Point localization data:
○ ○ ○
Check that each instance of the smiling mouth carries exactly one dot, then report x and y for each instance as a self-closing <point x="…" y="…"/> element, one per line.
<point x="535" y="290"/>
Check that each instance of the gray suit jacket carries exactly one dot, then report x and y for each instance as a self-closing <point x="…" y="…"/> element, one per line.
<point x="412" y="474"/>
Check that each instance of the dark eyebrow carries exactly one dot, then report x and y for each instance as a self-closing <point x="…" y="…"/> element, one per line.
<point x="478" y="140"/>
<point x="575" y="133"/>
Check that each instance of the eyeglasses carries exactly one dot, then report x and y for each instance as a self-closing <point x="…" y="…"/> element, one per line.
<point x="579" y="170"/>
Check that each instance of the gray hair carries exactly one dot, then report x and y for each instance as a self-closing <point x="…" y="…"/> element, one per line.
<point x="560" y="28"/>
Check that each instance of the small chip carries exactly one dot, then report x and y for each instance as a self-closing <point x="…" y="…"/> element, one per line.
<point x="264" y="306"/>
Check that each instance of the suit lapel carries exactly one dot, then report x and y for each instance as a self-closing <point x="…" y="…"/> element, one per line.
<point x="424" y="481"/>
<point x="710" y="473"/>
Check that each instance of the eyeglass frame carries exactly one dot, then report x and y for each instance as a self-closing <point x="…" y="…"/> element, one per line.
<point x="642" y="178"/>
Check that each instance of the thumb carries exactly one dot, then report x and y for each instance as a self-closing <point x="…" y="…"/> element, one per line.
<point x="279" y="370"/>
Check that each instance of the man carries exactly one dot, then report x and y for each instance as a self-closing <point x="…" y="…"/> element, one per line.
○ ○ ○
> Assignment:
The records above should be repeated word for word.

> Response to this task:
Check that each instance of the smiling mouth carries exactly one dot, then report x and y for each instance as a self-closing <point x="…" y="…"/> element, one per line.
<point x="535" y="290"/>
Check that each instance of the gray suit jacket carries exactly one dot, then report x and y for each instance as a self-closing <point x="…" y="…"/> element, one per line.
<point x="412" y="474"/>
Check that each instance of the dark eyebrow carries exactly one dot, then report x and y for each instance as a self-closing <point x="…" y="…"/> element, one per line.
<point x="478" y="140"/>
<point x="575" y="133"/>
Check that each instance of the eyeglasses carries exactly one dot, then report x and y for each instance as a self-closing <point x="…" y="…"/> element, one per line.
<point x="579" y="170"/>
Check that each instance of the gray hair carries exactly one dot, then report x and y for each instance as a self-closing <point x="…" y="…"/> element, one per line.
<point x="560" y="28"/>
Check that each instance of the small chip carries exactly one dot, then report x and y for each instance as a self-closing <point x="…" y="…"/> element, one per line.
<point x="264" y="306"/>
Check that each instance of the suit lapel carries exactly one dot, then report x and y for each instance as a self-closing <point x="…" y="…"/> element, one per line.
<point x="424" y="481"/>
<point x="710" y="473"/>
Check that each instance of the eyeglass frame carries exactly one dot, then report x and y for each instance as a self-closing <point x="…" y="…"/> element, one per line.
<point x="642" y="178"/>
Check that each instance of the thumb carries exactly one dot, then report x and y for each instance as a self-closing <point x="…" y="…"/> element, one per line.
<point x="279" y="370"/>
Check that each instance of the man carries exactly one dot, then report x and y for each instance as a self-closing <point x="…" y="…"/> element, one per line.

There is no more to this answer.